## ENUNCIADO DEL EJERCICIO
Reúna y copie todas las filas de los datos que contengan la palabra "building". Tenga en cuenta que se distinguen mayúsculas y minúsculas.

## CONJUNTO DE DATOS
+-------+
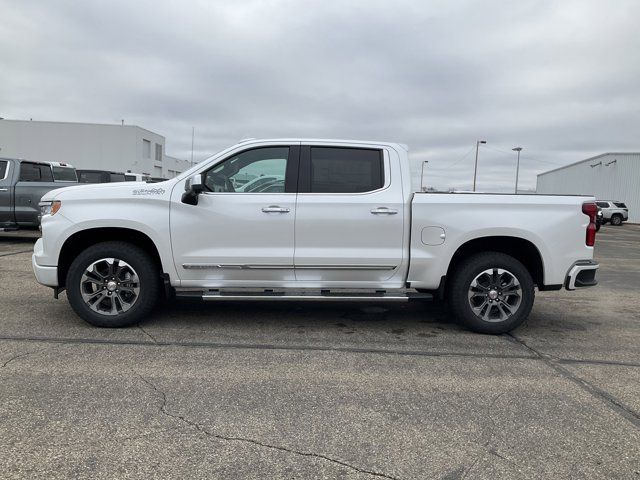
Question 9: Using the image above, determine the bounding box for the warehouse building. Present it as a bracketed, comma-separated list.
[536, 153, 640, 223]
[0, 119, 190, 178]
+-------+
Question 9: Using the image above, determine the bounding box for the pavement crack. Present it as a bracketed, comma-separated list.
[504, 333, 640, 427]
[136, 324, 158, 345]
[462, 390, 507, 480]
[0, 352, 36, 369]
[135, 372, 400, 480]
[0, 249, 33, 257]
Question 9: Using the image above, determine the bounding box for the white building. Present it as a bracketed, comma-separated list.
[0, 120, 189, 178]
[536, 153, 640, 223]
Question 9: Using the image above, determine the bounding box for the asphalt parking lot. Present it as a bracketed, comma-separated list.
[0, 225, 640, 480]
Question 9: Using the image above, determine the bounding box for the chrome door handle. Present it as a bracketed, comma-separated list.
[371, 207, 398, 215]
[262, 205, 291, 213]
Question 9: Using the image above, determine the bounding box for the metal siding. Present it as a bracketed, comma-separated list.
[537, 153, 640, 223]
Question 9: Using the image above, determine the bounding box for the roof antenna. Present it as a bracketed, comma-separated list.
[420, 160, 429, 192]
+-------+
## SOLUCIÓN PROPUESTA
Question 9: Using the image above, determine the bounding box for the warehouse building. Present it as a bracketed, comma-separated list.
Question 9: Using the image above, determine the bounding box for the white building. Present it as a bracketed, comma-separated list.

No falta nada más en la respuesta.